**PROVIDED PASSAGE**
____________________
My first event opens with three spectacular poets. Michael Pedersen’s open-hearted, gut-wrenching poems display a huge vocabulary for love; Hannah Lavery has an acute ability to interrogate Scotland’s past, her work is a powerful meditation on race, nationhood and belonging; and William Letford, formerly a roofer, teaches us that ‘memory is alive inside us’ and that we need to discover what is truly essential to our lives.
I’m looking forward to celebrating the launch of my new book May Day with the sublime Suzanne Bonnar whose voice links the blues of the 1920s to the Scottish jazz of now. My new poems cast an eye over several decades of political activism, from the international solidarity of the Glasgow of my childhood, through the feminist, LGBT+ and anti-racist movements of the 80s and 90s, up to the present day and Black Lives Matter.
Woven through the collection is a suite of lyric poems concerning the recent death of my parents: poems of grief and profound change.
Later, I’ll enjoy uncovering the soundtracks to our lives with author Ali Smith, who lights a way through these times we live in offering us companionship in all forms. She weaves the past to the present so that when we read her, we feel we hold all of time in our hands.
Scotland Unwrapped is a treasure trove of writers and musicians who will help us to find purpose and meaning in these surreal and disjointed times.
____________________
**PROMPT**
In the Scotland Unwrapped passage, what job did William Letford formerly hold?
____________________
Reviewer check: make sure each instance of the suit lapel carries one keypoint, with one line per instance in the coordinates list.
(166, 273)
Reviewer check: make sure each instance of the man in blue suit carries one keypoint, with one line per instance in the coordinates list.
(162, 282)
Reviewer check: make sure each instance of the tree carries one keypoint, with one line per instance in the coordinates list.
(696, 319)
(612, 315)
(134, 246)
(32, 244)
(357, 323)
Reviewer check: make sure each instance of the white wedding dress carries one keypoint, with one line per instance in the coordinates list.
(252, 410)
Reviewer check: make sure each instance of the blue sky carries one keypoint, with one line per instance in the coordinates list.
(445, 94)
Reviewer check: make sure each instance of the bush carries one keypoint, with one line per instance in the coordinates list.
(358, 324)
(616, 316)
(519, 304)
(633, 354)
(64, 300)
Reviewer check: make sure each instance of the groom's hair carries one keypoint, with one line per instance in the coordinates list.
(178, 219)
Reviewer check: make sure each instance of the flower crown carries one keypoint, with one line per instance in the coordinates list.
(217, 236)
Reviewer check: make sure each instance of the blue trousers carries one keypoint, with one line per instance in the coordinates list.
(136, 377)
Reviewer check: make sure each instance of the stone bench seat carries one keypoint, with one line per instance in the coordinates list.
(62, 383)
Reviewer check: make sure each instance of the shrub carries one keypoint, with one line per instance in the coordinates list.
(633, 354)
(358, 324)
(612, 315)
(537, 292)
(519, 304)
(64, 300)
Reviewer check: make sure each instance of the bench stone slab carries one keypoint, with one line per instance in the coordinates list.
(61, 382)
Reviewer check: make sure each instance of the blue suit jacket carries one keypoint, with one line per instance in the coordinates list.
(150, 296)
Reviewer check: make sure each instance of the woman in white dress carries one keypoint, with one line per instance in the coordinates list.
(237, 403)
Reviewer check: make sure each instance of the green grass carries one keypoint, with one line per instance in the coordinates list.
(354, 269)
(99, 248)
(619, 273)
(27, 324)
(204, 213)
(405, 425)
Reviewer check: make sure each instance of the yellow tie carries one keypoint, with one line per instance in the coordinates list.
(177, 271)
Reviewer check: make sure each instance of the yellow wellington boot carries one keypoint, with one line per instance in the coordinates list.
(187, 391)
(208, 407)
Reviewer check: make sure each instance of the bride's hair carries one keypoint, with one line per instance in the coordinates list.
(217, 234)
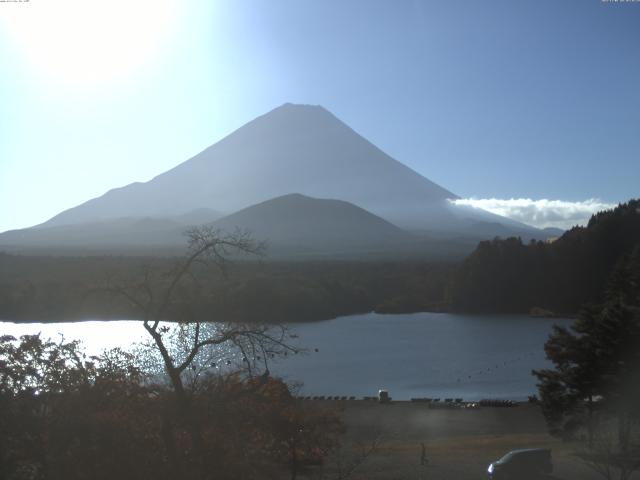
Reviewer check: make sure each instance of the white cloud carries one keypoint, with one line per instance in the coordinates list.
(540, 213)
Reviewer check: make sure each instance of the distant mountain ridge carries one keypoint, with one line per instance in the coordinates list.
(295, 221)
(293, 149)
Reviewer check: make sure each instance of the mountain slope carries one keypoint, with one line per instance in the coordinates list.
(294, 148)
(296, 221)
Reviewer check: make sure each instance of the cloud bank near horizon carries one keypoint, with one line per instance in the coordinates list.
(541, 213)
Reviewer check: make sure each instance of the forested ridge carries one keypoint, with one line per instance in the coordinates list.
(507, 275)
(51, 288)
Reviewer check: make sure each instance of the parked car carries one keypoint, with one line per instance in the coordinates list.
(525, 463)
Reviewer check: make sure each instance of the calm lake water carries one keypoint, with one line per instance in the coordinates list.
(411, 355)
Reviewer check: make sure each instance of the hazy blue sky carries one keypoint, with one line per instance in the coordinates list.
(491, 99)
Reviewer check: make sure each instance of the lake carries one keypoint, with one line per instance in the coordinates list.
(410, 355)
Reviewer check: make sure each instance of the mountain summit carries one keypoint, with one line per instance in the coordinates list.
(293, 148)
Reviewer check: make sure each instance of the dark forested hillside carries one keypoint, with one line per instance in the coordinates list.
(73, 288)
(506, 275)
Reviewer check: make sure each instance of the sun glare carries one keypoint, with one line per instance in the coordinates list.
(88, 42)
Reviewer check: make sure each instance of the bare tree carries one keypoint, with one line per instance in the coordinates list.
(177, 295)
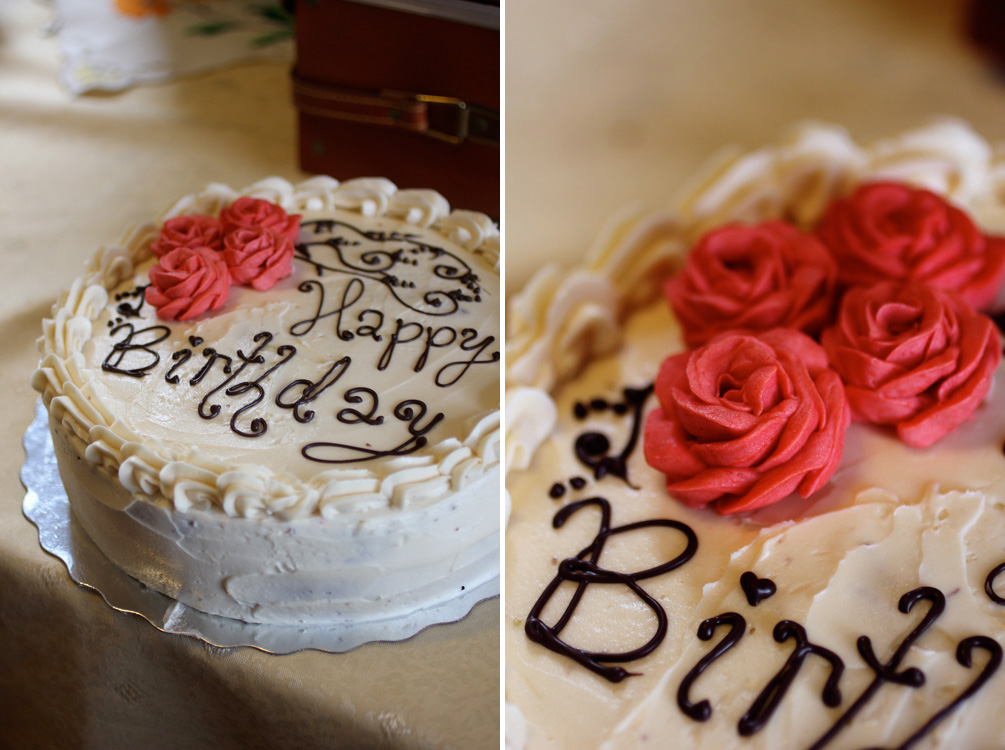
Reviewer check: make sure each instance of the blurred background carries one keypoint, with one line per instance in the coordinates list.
(611, 105)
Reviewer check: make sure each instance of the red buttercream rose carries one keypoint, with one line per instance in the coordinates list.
(890, 231)
(746, 420)
(188, 231)
(249, 212)
(754, 278)
(913, 356)
(258, 256)
(187, 282)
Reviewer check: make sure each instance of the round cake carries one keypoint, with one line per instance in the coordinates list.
(728, 537)
(280, 404)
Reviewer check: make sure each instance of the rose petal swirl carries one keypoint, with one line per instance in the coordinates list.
(891, 231)
(913, 356)
(754, 278)
(188, 231)
(746, 420)
(187, 282)
(250, 212)
(258, 256)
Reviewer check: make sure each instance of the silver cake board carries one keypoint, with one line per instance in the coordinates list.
(46, 506)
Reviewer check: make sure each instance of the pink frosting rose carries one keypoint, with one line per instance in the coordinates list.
(258, 256)
(755, 278)
(188, 231)
(187, 282)
(249, 212)
(913, 356)
(890, 231)
(746, 420)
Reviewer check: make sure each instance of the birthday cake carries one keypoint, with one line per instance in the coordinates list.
(280, 404)
(755, 460)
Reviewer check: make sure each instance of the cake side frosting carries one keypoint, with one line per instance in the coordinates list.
(894, 528)
(121, 379)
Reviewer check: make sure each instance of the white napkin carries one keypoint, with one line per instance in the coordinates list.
(113, 44)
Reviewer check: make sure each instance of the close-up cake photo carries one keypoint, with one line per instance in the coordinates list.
(755, 423)
(252, 360)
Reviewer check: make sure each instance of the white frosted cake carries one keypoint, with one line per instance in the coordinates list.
(280, 404)
(676, 579)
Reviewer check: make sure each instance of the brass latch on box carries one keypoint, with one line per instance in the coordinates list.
(443, 118)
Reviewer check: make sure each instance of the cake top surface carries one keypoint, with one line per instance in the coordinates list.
(771, 618)
(366, 379)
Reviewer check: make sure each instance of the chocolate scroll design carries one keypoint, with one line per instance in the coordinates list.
(989, 584)
(584, 570)
(411, 411)
(594, 448)
(701, 710)
(766, 703)
(890, 671)
(965, 657)
(135, 355)
(423, 277)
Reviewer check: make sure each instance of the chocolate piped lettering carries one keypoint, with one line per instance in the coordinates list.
(701, 710)
(584, 570)
(134, 355)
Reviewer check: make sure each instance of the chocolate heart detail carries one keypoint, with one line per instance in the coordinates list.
(756, 589)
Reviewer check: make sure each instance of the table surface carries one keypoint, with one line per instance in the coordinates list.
(74, 174)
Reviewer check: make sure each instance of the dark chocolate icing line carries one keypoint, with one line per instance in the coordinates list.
(355, 416)
(771, 697)
(411, 411)
(756, 589)
(593, 448)
(912, 677)
(584, 570)
(258, 425)
(133, 347)
(261, 339)
(312, 389)
(701, 710)
(212, 356)
(964, 655)
(989, 584)
(180, 358)
(378, 265)
(129, 311)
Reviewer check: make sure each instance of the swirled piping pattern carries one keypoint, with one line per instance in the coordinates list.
(189, 480)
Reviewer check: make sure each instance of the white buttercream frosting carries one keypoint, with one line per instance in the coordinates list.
(891, 520)
(333, 424)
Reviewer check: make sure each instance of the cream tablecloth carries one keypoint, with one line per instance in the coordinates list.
(74, 674)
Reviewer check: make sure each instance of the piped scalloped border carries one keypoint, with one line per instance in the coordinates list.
(562, 319)
(147, 467)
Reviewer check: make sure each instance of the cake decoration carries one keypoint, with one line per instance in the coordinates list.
(188, 282)
(323, 447)
(746, 420)
(754, 278)
(585, 570)
(200, 256)
(887, 230)
(913, 356)
(825, 660)
(756, 589)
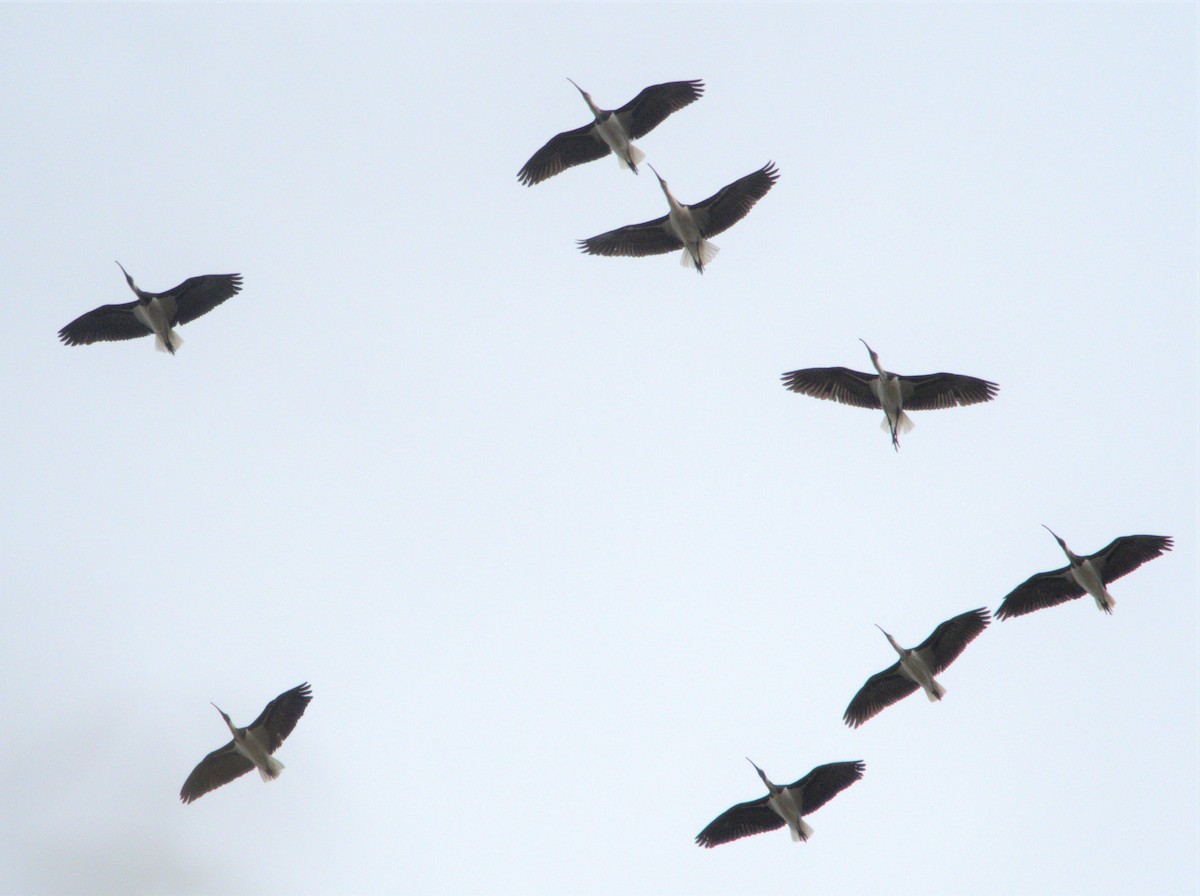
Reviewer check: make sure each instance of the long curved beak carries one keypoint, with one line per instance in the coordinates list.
(757, 769)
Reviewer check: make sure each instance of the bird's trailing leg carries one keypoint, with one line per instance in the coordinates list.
(631, 161)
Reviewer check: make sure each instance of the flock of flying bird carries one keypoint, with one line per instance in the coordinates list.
(688, 228)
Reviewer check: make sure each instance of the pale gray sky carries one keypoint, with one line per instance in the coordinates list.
(545, 533)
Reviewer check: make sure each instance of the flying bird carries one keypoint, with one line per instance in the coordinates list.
(156, 313)
(892, 392)
(916, 668)
(251, 746)
(783, 805)
(1084, 575)
(611, 131)
(687, 227)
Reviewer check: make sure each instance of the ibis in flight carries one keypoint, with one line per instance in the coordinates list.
(892, 392)
(611, 131)
(156, 313)
(251, 746)
(687, 227)
(916, 668)
(783, 805)
(1084, 575)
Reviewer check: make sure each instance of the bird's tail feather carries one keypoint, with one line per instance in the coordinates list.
(635, 158)
(904, 425)
(274, 767)
(175, 342)
(804, 831)
(707, 253)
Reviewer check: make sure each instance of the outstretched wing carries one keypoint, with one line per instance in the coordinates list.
(742, 821)
(651, 107)
(825, 782)
(945, 390)
(107, 323)
(1129, 552)
(653, 238)
(729, 205)
(835, 384)
(951, 638)
(881, 691)
(280, 716)
(1039, 591)
(563, 151)
(199, 295)
(216, 769)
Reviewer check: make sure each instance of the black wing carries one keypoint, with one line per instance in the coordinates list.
(743, 821)
(107, 323)
(216, 769)
(281, 715)
(199, 295)
(881, 691)
(730, 204)
(651, 108)
(835, 384)
(945, 390)
(653, 238)
(563, 151)
(951, 638)
(1129, 552)
(825, 782)
(1039, 591)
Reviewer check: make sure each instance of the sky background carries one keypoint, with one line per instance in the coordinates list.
(545, 533)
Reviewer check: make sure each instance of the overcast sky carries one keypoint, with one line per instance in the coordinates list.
(545, 533)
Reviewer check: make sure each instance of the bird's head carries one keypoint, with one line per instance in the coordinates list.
(661, 182)
(761, 773)
(587, 98)
(127, 277)
(223, 715)
(891, 639)
(1061, 542)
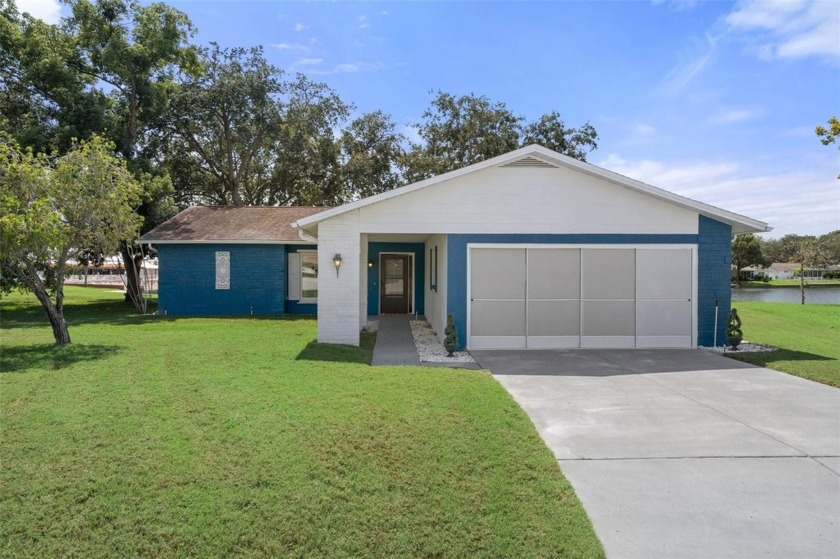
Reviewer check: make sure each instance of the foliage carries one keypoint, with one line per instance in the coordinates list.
(746, 251)
(733, 329)
(151, 437)
(805, 335)
(829, 135)
(371, 148)
(450, 341)
(52, 212)
(551, 132)
(461, 131)
(224, 122)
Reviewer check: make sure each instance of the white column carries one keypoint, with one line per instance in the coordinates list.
(363, 272)
(338, 293)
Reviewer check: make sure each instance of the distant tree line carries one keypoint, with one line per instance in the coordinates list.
(806, 250)
(202, 124)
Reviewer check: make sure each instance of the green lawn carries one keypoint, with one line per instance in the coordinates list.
(808, 337)
(221, 437)
(791, 283)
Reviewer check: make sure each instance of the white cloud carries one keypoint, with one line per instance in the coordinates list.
(348, 68)
(47, 10)
(644, 129)
(290, 46)
(731, 116)
(677, 5)
(789, 29)
(802, 202)
(686, 70)
(663, 175)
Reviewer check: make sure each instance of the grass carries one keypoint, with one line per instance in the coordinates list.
(806, 335)
(791, 283)
(220, 437)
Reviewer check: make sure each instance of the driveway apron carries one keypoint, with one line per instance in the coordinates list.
(683, 453)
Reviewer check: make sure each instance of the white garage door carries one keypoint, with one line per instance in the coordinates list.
(580, 297)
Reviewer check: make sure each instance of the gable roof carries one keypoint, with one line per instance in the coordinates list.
(253, 224)
(538, 156)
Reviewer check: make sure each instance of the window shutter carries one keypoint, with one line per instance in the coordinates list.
(294, 276)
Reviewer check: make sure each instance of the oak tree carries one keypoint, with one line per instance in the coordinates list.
(55, 211)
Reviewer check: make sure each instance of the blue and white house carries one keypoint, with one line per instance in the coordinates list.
(217, 261)
(531, 249)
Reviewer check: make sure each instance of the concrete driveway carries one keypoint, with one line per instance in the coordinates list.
(683, 453)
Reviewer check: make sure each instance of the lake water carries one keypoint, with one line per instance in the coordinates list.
(816, 295)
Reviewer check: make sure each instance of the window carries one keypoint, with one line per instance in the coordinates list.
(433, 268)
(303, 276)
(222, 270)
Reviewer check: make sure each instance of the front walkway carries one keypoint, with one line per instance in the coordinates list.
(682, 453)
(395, 346)
(394, 342)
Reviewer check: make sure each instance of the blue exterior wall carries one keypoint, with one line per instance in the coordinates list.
(456, 258)
(419, 251)
(187, 281)
(294, 307)
(714, 263)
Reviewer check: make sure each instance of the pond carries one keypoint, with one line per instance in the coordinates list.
(818, 295)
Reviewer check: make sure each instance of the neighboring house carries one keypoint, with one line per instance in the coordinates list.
(782, 270)
(790, 270)
(751, 273)
(531, 249)
(216, 261)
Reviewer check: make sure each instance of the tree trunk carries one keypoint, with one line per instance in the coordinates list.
(133, 293)
(54, 313)
(802, 283)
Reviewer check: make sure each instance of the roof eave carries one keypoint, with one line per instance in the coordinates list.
(739, 223)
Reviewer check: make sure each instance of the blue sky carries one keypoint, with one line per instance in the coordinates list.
(716, 101)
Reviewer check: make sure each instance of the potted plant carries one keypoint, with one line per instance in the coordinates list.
(450, 342)
(733, 330)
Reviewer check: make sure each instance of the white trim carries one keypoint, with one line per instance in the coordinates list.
(221, 242)
(748, 224)
(412, 279)
(305, 300)
(514, 342)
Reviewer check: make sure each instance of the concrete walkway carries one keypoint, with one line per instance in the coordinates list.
(394, 342)
(682, 453)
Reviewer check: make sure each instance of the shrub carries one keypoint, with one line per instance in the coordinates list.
(450, 342)
(733, 329)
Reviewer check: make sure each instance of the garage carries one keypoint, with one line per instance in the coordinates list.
(553, 296)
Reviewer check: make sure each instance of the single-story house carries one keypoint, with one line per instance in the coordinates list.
(530, 249)
(215, 261)
(752, 273)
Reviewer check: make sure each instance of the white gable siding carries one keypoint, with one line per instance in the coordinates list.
(526, 200)
(339, 297)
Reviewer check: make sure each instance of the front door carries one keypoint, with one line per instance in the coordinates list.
(395, 284)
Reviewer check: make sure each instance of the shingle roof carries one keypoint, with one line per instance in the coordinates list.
(784, 266)
(266, 224)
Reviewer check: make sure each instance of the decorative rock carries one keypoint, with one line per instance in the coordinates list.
(429, 347)
(743, 347)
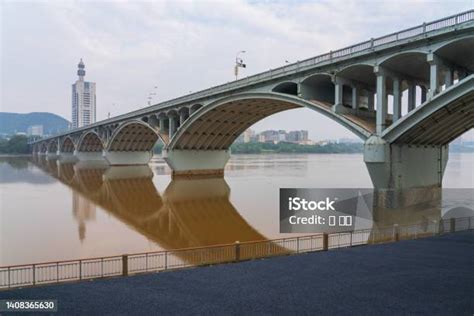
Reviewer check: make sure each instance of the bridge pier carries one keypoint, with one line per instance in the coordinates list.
(403, 174)
(66, 157)
(192, 163)
(122, 158)
(89, 155)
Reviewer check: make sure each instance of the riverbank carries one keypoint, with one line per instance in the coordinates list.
(425, 276)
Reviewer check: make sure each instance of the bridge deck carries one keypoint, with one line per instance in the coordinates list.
(364, 122)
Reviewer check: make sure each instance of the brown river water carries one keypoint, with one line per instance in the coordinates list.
(56, 211)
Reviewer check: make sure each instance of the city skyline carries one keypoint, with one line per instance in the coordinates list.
(83, 101)
(129, 64)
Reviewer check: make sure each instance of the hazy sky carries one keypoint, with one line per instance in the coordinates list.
(179, 46)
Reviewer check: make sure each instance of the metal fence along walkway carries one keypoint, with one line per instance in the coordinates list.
(123, 265)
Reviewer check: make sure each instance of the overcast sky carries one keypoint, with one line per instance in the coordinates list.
(181, 46)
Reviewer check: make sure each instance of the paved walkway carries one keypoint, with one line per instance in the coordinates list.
(427, 276)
____________________
**EXERCISE OUTPUT**
He was formerly a roofer.